Activity. Where a line contains the word "band", copy that line from the records below.

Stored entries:
=======

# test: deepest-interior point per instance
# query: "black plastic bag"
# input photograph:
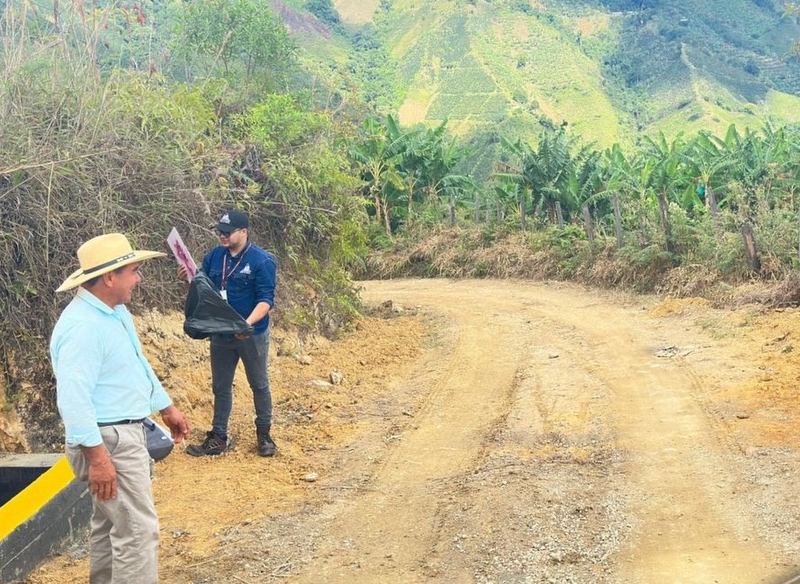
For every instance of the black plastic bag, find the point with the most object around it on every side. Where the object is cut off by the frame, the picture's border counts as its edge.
(208, 314)
(159, 441)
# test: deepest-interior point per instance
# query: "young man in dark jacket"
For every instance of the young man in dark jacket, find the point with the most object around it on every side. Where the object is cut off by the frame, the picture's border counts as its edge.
(244, 274)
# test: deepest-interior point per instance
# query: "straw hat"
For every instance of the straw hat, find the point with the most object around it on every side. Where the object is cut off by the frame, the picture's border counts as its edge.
(103, 254)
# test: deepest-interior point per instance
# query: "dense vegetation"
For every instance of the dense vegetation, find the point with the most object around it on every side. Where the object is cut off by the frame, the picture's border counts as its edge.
(140, 117)
(137, 117)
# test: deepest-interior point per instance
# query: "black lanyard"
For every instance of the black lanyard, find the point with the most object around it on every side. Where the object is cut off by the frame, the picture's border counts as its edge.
(225, 273)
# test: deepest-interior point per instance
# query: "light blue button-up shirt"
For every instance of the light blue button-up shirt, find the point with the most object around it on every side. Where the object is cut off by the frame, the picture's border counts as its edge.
(101, 373)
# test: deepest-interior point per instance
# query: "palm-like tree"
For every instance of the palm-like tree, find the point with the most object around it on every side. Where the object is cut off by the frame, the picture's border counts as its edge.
(377, 155)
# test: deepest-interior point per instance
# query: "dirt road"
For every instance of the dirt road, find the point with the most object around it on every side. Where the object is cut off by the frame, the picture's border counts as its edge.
(544, 433)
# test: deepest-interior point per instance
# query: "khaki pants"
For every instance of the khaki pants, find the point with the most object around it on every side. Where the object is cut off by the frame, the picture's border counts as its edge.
(124, 539)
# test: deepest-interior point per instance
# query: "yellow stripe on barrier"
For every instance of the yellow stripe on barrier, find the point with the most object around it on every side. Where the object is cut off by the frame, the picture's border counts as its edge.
(32, 498)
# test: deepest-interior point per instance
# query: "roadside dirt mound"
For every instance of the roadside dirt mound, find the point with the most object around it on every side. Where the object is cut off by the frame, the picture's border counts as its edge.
(495, 431)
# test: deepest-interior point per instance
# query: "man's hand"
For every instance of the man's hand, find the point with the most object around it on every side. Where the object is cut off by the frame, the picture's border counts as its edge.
(177, 423)
(102, 474)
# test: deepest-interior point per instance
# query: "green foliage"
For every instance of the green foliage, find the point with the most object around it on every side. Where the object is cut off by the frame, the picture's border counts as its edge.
(241, 41)
(324, 10)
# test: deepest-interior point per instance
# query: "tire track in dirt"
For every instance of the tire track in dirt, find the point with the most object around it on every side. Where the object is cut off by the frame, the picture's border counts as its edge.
(676, 479)
(387, 534)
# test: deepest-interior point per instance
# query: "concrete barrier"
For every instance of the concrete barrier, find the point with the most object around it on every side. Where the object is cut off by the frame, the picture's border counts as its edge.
(42, 506)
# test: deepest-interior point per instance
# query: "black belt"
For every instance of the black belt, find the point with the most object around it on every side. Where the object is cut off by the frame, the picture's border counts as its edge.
(121, 422)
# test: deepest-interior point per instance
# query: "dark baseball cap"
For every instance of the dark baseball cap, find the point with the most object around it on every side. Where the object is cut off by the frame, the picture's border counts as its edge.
(232, 219)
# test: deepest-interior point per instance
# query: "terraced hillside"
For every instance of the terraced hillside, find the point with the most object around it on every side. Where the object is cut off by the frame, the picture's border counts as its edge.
(611, 68)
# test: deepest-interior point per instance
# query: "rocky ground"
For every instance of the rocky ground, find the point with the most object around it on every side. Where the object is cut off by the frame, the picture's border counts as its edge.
(494, 432)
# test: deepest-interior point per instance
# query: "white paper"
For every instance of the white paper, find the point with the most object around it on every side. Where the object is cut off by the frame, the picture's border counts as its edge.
(181, 253)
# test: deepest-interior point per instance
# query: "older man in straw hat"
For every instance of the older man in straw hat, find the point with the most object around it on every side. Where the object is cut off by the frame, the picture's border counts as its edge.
(105, 390)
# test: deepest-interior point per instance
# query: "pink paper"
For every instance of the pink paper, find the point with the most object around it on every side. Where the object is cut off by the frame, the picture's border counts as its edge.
(181, 253)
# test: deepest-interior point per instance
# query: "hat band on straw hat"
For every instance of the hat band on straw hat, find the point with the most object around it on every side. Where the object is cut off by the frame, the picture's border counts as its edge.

=======

Response area.
# query: "hat band on straw hat"
For every instance of the hat band on straw hat, find the point with the most object around it on every side. Where the object is cut off by the frame, the picture's border counts as its edge.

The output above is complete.